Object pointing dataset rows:
>> START

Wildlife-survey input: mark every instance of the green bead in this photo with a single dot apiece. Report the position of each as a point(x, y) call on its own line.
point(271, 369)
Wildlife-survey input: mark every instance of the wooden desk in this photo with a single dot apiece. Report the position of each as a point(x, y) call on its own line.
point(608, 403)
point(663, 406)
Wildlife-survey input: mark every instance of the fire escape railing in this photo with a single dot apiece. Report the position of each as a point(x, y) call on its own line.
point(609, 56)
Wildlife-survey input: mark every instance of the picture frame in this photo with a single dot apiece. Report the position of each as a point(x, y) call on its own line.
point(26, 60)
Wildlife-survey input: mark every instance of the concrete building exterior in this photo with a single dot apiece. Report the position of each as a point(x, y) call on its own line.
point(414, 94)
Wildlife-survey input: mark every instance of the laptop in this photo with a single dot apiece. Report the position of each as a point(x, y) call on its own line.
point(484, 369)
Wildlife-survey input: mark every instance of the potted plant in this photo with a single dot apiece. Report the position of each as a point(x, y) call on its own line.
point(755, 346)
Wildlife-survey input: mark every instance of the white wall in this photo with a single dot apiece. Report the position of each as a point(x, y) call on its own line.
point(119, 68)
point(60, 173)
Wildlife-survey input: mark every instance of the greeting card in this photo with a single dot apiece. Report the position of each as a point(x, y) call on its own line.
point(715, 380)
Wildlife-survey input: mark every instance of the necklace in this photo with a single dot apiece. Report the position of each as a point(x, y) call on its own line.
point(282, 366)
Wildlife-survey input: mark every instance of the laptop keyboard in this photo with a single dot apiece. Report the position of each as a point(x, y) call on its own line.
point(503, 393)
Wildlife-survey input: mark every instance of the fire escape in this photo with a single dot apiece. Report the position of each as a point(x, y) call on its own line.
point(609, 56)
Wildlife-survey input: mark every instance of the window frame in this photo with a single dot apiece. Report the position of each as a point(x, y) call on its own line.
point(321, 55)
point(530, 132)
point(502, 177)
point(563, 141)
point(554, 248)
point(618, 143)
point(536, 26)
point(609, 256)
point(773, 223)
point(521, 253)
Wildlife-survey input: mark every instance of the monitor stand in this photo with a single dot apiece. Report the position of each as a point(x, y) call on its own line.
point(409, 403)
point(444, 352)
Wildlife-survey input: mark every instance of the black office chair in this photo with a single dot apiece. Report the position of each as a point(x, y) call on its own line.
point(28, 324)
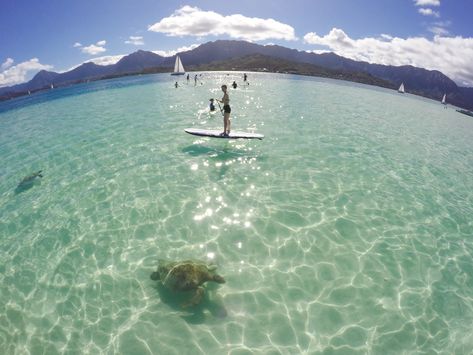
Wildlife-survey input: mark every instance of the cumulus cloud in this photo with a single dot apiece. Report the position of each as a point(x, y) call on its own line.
point(93, 49)
point(450, 55)
point(428, 12)
point(427, 2)
point(107, 59)
point(438, 30)
point(7, 64)
point(170, 53)
point(18, 73)
point(192, 21)
point(135, 40)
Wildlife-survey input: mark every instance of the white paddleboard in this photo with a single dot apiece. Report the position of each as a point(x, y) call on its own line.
point(215, 133)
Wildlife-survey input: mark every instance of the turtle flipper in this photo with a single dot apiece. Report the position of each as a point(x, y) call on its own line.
point(196, 299)
point(219, 279)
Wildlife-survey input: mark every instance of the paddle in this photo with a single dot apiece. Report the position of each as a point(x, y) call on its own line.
point(220, 108)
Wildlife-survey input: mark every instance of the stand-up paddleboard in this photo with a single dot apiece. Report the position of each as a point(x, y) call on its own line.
point(216, 133)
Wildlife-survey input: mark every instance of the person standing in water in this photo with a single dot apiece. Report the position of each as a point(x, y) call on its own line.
point(226, 111)
point(211, 105)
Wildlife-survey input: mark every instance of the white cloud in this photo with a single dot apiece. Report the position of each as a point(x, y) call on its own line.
point(386, 36)
point(18, 73)
point(450, 55)
point(427, 2)
point(438, 30)
point(7, 64)
point(92, 49)
point(135, 40)
point(170, 53)
point(192, 21)
point(428, 12)
point(104, 60)
point(107, 60)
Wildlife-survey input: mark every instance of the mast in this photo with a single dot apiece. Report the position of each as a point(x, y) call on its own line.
point(401, 88)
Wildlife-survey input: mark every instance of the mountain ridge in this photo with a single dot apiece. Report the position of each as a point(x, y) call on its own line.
point(420, 81)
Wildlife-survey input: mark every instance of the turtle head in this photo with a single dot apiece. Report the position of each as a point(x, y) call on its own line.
point(219, 279)
point(163, 269)
point(155, 276)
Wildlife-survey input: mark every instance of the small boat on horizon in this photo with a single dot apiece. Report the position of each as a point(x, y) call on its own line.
point(401, 89)
point(466, 112)
point(178, 67)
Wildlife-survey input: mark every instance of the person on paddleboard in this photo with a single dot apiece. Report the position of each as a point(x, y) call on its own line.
point(226, 111)
point(211, 105)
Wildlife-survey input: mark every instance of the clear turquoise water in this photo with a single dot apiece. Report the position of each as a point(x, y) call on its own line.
point(347, 230)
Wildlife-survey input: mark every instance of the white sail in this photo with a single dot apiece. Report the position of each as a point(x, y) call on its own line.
point(178, 67)
point(401, 88)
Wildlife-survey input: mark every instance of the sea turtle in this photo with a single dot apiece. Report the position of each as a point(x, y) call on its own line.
point(187, 275)
point(28, 181)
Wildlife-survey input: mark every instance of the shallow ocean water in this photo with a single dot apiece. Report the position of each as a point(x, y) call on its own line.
point(347, 230)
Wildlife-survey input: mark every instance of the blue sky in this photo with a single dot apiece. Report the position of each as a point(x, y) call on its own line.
point(58, 34)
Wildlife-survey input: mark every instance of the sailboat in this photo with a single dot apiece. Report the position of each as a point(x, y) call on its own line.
point(178, 67)
point(401, 89)
point(444, 99)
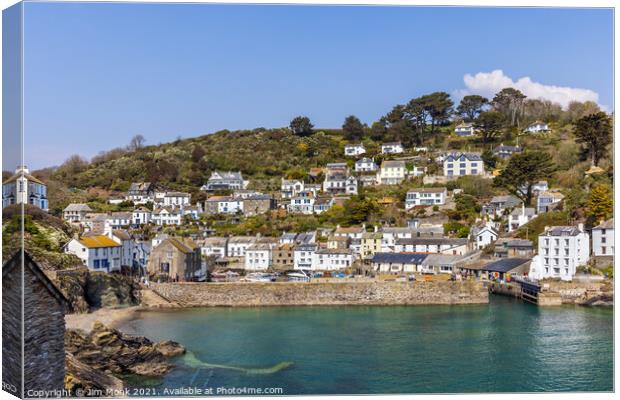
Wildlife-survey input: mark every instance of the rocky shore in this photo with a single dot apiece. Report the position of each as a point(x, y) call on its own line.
point(97, 360)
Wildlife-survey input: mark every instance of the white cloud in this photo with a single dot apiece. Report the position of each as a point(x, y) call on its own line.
point(489, 83)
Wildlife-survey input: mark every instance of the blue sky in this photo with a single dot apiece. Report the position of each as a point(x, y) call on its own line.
point(97, 74)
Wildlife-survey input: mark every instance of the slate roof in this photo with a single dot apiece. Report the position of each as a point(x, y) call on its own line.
point(609, 224)
point(399, 258)
point(78, 207)
point(505, 264)
point(98, 241)
point(431, 241)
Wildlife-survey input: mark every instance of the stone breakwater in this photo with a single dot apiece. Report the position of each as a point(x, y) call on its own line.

>> END

> **PROBLEM STATEMENT**
Rewrite every item above with "single dot" switched to "separate dot" and all other wording left unchanged. Leave the pictures out of your answer.

> **COMPLETE ANSWER**
Wildlife-survey input: mark every instance of the green bead in this photo with a separate dot apiece. Report the position of each as a point(x, y) call on its own line.
point(271, 369)
Wildlife-survey input: mark every instance of the wooden desk in this photo with a separate dot apiece. Report the position of each as a point(x, y) call on its own line.
point(608, 403)
point(663, 406)
Wildlife-survey input: mark every instance of the fire escape railing in this photo with a separate dot apiece. Report the position of each as a point(x, y) call on its own line.
point(609, 56)
Wildlife-survey input: mark every instance of the picture frame in this photo with a separate dot apiece. Report the position of each as a point(x, y) call on its own line.
point(26, 60)
Wildlife-survey input: mark every instance of the concrete building exterior in this photo with a separate dot apiece. Report the position of each as a point(x, y) call on its own line.
point(414, 94)
Wildlife-survey input: mark every instance of the laptop in this photo with a separate dot apiece. Report the position of each as a point(x, y) call on its own line.
point(484, 369)
Wildlife-survey input: mark every instance of the potted plant in this photo with a separate dot apiece. Report the position of each as a point(x, y) call on its own line.
point(755, 346)
Wildlife-survey input: mark every instance of the white wall in this photo with a separate dot apiece. Report the position of each as a point(x, y) call on its own line.
point(119, 68)
point(60, 173)
Wildlife-survey input: mark every instance of the greeting card in this photo with a separate dot apiece. Report the position of each as a point(x, y) call on its own line.
point(715, 380)
Wildlife-survey input: mark every instance of the necklace in this photo with a separate dot apiece. Report the position of each as a point(x, y) call on its own line.
point(282, 366)
Wildlife-survey input: mark every instance of the laptop keyboard in this photo with a separate dot apiece. Report the position of each as a point(x, y) call on its own line.
point(503, 393)
Wildlife-survey input: mark every instance of the fire escape in this photo with a separate dot apiece. Report the position of each as a point(x, y) call on its own line.
point(609, 56)
Wildlife-survey input: mark every instance of the window frame in this photo with a separate dot apiece. Report the position of each as a point(x, y) call on its own line.
point(321, 55)
point(530, 132)
point(502, 177)
point(563, 141)
point(554, 248)
point(618, 143)
point(536, 26)
point(609, 256)
point(773, 223)
point(521, 253)
Wildlife-survey input: mark every instance of the monitor stand in this photo with a separate dot apiece. Report the position of each as a point(x, y) call on its own line.
point(409, 403)
point(444, 352)
Wildlife-survey input: mark every instance of the black office chair in this photo with a separate dot apiece. Report the position of each as a point(x, y) call on its own line.
point(28, 324)
Wildlife-survey input: mark every instance of the cumulus cloud in this photo with a separate dot apiece. Report the position of each as a point(x, y) call on its own line.
point(93, 49)
point(450, 55)
point(428, 12)
point(427, 2)
point(107, 59)
point(438, 30)
point(7, 64)
point(170, 53)
point(18, 73)
point(192, 21)
point(135, 40)
Wildlife-survey input: mark every instance of the white paddleboard in this photo with a separate dot apiece. Report the position of each as a point(x, y) call on its own line.
point(215, 133)
Wildlife-survey input: mark every instance of the turtle flipper in this photo with a separate dot apiece. Report the position of each as a point(x, y) call on its own line.
point(196, 299)
point(219, 279)
Wildlife-survey input: mark every instance of the paddle in this photo with a separate dot apiece. Report the position of each as a point(x, y) call on its own line.
point(220, 108)
Wildlife-survey input: mark every instance of the stand-up paddleboard in this photo with a separate dot apiece. Report the position of each as a point(x, y) call on its own line.
point(216, 133)
Wildlife-survey input: mark every instance of the person standing in water in this photo with a separate dot apiece. Report the position of each as a point(x, y) call on its own line.
point(226, 111)
point(211, 105)
Wildlife-survey input: mark every instance of the white cloud in this photo with a separate dot apiece. Report the position of each as a point(x, y) call on its own line.
point(386, 36)
point(18, 73)
point(450, 55)
point(427, 2)
point(438, 30)
point(7, 64)
point(92, 49)
point(135, 40)
point(170, 53)
point(192, 21)
point(428, 12)
point(104, 60)
point(107, 60)
Wildlife-survey input: mark every instance of the mast in this photo with a separate dot apiece. Report the position of each as a point(x, y) call on its own line.
point(401, 88)
Wildlife-survey input: mark every instance of the mountain ridge in this photo with a separate dot apiece. Report the position of each as a point(x, y) call on its own line.
point(420, 81)
Wildlife-survey input: mark every instance of the turtle head in this photo with a separate dot apiece. Report the position of each as a point(x, y) call on its own line.
point(219, 279)
point(163, 269)
point(155, 276)
Wildlife-survey input: mark every instance of the small boat on horizon in this photo with a separate dot apiece. Report the position of each as a point(x, y) call on its own line.
point(401, 89)
point(466, 112)
point(178, 67)
Wildlife-survey input: mark every instance of the person on paddleboard in this photo with a separate dot apiece. Report the position of each as a point(x, y) call on its own line.
point(226, 111)
point(211, 105)
Wildlife-survey input: mark every instance of the clear turquoise water in this photo with a separate dot apiece. Report the position of each as a point(x, y) call on its own line.
point(347, 230)
Wildlife-survey input: mark every instance of the white sail in this photo with a separate dot apiece. Report the position of each as a point(x, y) call on its own line.
point(178, 67)
point(401, 88)
Wildlife-survey input: mark every instance of the sea turtle in this photo with a separate dot apiece. Report the position of each as a point(x, y) call on its own line.
point(187, 275)
point(28, 181)
Wildlife-survey input: mark every instance of the shallow ocean water in this photo with a separate dot apiece. Report the position of each as a point(x, y) call on its own line.
point(347, 230)
Wildlife-survey input: mark every instance of the blue sky in this photo with a separate dot apiece. Report the position of each as a point(x, y) call on its own line.
point(58, 34)
Wildlife-survey input: mark every instance of the sailboat in this photo with a separate dot apiece. Report the position of each as a point(x, y) call on its own line.
point(178, 67)
point(401, 89)
point(444, 99)
Wildlife-survey input: mark every instance of the rocky shore in this photo with a separate dot apiece. Report the position of each as a point(x, y) call on its own line.
point(97, 360)
Wildlife-survey input: mark every instance of the white cloud in this photo with a separate dot apiece. Report the position of each as a point(x, y) call on its own line.
point(489, 83)
Wildlife-survey input: mark every instance of the blue sky in this photo with a separate dot apiece. Report the position of each as a point(x, y) call on its own line.
point(97, 74)
Wildlife-survey input: mark every instance of the slate roof in this photo with a separate dot apiece. Report the position of each as a point(x, y) call on its own line.
point(609, 224)
point(399, 258)
point(78, 207)
point(505, 264)
point(98, 241)
point(431, 241)
Wildlife-survey input: mark every instance of the stone breakwater in this photo with a separate dot apiece. Report the position of each as a point(x, y) call on its own line.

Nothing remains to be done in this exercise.